## GOAL OF THE EXERCISE
Please write out the part of the sailboat forum thread starting with "But the price" and going on through "rest of us.".

## SUPPLIED TEXT

* * * *

But the price is definitely on the high end of the spectrum for what you get. NOLASailing points out that you can get an older model pretty reasonably, but some folks just want a new boat, and I'm glad of that -- otherwise there wouldn't be any affordable older models for the rest of us.


----------



## TSOJOURNER (Dec 16, 1999)

*J97 - why a tiller?*

I owned a J32 for a few years and had a great time sailing on it with my wife, 2 kids (very young) and friends on Lake Michigan. It was a great boat and perfect for our use. I grew up racing but didn't have the time to invest so it was 100% cruising but was still fast and responsive enough to satiate me.

My wife thinks I sold it last Spring as a way to move up but truthfully there were a few other things at play. One of which was an uncertainty as to how many times I was going to have to pull my then 2 year old back on board by the tether - he's a total monkey. Plus some back issues, which I'm finally getting in front of.

* * * *

## DATA RECORDS
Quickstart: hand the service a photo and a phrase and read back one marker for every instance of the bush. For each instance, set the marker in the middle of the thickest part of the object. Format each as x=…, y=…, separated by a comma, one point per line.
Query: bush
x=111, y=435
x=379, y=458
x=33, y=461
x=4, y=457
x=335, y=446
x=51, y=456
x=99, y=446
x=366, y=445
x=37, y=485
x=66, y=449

* * * *

## SOLUTION TO THE EXERCISE
But the price is definitely on the high end of the spectrum for what you get. NOLASailing points out that you can get an older model pretty reasonably, but some folks just want a new boat, and I'm glad of that -- otherwise there wouldn't be any affordable older models for the rest of us.